** Given text **
>> Begin

You're right. Whoops. xD


----------



## Jaxosix (Jun 27, 2013)

2002. The last time someone of the female persuasion showed any interest in me. 

OMG, That sounds so pathetic.:lol


----------



## Salvador Dali (Oct 26, 2013)

When I was fetus.
I was a very pretty fetus.


----------



## visualkeirockstar (Aug 5, 2012)

Never.


----------



## dcaffeine (Oct 26, 2013)

I'd say a few hours ago.


----------



## weird girl (Dec 11, 2012)

I feel pretty but then I look in the mirror


----------



## A name (Dec 5, 2012)

There are probably 3 days out of every month I'll feel attractive, or at least above average.


----------



## pati (Aug 15, 2012)

N/A. aka never.


----------



## RelinquishedHell (Apr 10, 2012)

Today when this girl at a coffee shop kept staring at me. She kept looking away when I looked at her, but then she would look right back again. Then when I stood up to get my drink, I watched her reflection in the glass and she eyed me up and down. She was a cute little hipster girl too


----------



## TobeyJuarez (May 16, 2012)

RelinquishedHell said:


> Today when this girl at a coffee shop kept staring at me. She kept looking away when I looked at her, but then she would look right back again. Then when I stood up to get my drink, I watched her reflection in the glass and she eyed me up and down. She was a cute little hipster girl too


U should have said hi


----------



## tbyrfan (Feb 24, 2011)

>> End

** What is required **
Please reproduce, word for word, the part of the forum thread that opens with the words containing "## weird girl" and closes with "least above average.". The listing after this isn't needed.

[Extracted records]
>> Begin

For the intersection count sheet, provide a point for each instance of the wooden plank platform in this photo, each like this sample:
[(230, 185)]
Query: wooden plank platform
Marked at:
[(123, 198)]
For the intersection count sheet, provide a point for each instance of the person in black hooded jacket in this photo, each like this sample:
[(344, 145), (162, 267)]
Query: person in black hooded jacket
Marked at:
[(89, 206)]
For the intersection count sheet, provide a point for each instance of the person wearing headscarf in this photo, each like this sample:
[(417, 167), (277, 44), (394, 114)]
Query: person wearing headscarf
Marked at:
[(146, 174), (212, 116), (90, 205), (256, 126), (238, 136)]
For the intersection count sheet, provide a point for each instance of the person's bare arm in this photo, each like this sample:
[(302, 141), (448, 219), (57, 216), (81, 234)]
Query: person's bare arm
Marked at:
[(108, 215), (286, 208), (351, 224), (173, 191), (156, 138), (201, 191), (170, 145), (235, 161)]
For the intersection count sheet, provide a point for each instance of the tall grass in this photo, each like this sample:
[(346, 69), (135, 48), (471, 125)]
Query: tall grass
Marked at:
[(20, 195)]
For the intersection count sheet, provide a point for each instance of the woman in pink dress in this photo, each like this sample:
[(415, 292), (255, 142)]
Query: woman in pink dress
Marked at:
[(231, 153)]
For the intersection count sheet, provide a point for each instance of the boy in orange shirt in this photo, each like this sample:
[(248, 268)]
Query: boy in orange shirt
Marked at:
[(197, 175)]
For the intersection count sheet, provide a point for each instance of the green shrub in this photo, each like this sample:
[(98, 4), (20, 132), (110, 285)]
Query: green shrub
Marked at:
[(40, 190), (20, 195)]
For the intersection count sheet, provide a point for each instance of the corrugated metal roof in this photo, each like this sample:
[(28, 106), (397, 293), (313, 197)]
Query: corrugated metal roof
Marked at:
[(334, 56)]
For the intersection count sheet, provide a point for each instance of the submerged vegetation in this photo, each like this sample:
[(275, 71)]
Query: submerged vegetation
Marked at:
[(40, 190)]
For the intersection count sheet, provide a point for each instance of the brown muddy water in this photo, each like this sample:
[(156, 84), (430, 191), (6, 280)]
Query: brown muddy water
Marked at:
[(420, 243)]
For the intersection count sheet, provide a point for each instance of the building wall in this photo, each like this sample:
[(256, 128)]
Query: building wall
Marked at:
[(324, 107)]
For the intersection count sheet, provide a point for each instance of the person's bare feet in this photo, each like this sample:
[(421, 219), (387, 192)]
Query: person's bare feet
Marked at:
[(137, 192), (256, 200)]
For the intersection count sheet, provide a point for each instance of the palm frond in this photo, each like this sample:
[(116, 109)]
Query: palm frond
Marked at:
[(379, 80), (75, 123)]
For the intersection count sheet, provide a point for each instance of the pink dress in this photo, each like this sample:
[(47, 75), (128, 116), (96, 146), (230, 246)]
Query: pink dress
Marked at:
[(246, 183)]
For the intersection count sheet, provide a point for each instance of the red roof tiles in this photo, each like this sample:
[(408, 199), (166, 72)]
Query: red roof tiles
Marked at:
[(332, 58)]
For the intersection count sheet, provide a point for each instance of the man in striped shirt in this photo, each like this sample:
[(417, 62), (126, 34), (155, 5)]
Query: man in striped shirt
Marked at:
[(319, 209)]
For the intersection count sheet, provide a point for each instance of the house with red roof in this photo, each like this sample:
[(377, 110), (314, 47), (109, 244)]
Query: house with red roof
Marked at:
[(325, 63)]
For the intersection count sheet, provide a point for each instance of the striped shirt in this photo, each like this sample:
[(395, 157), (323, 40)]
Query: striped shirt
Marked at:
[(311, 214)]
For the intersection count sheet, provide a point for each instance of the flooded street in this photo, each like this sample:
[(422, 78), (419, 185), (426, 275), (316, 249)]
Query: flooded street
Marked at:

>> End

** Written reply **
## weird girl (Dec 11, 2012)

I feel pretty but then I look in the mirror


----------



## A name (Dec 5, 2012)

There are probably 3 days out of every month I'll feel attractive, or at least above average.